>> Begin SUPPLIED RECORDS

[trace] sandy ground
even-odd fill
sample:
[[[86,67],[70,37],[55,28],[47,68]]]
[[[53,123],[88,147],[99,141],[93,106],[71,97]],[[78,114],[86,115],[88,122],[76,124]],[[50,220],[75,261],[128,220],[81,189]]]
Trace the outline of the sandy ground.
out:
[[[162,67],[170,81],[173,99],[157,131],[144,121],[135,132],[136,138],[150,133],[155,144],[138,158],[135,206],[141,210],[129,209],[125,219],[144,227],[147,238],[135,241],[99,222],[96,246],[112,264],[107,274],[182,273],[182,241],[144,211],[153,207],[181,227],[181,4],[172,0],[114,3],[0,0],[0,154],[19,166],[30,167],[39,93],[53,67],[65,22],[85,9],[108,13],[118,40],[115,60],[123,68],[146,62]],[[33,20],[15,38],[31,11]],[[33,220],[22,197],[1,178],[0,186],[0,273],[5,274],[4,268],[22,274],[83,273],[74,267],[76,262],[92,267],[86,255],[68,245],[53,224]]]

>> End SUPPLIED RECORDS

> **TASK OBJECTIVE**: Set down all of the records above again, line by line, without changing anything.

> **RESULT OF THIS TASK**:
[trace] sandy ground
even-odd fill
sample:
[[[86,67],[70,37],[55,28],[47,68]]]
[[[53,123],[88,147],[99,141],[93,106],[71,97]],[[78,114],[86,115],[88,122],[76,124]],[[50,220],[75,261],[128,220],[81,189]]]
Trace the outline of the sandy ground.
out:
[[[162,67],[170,81],[173,99],[157,131],[144,121],[135,132],[136,138],[150,133],[155,144],[138,158],[135,206],[141,210],[129,209],[125,219],[144,227],[147,238],[135,241],[99,222],[96,246],[112,264],[107,274],[182,273],[182,241],[144,211],[153,207],[181,227],[181,4],[172,0],[114,3],[0,0],[0,154],[19,166],[30,167],[39,93],[53,67],[65,22],[85,9],[108,13],[118,40],[115,60],[123,68],[146,62]],[[33,20],[15,38],[31,11]],[[33,220],[22,197],[1,178],[0,186],[0,273],[5,274],[4,268],[22,274],[83,273],[74,267],[76,262],[92,267],[86,255],[68,245],[53,224]]]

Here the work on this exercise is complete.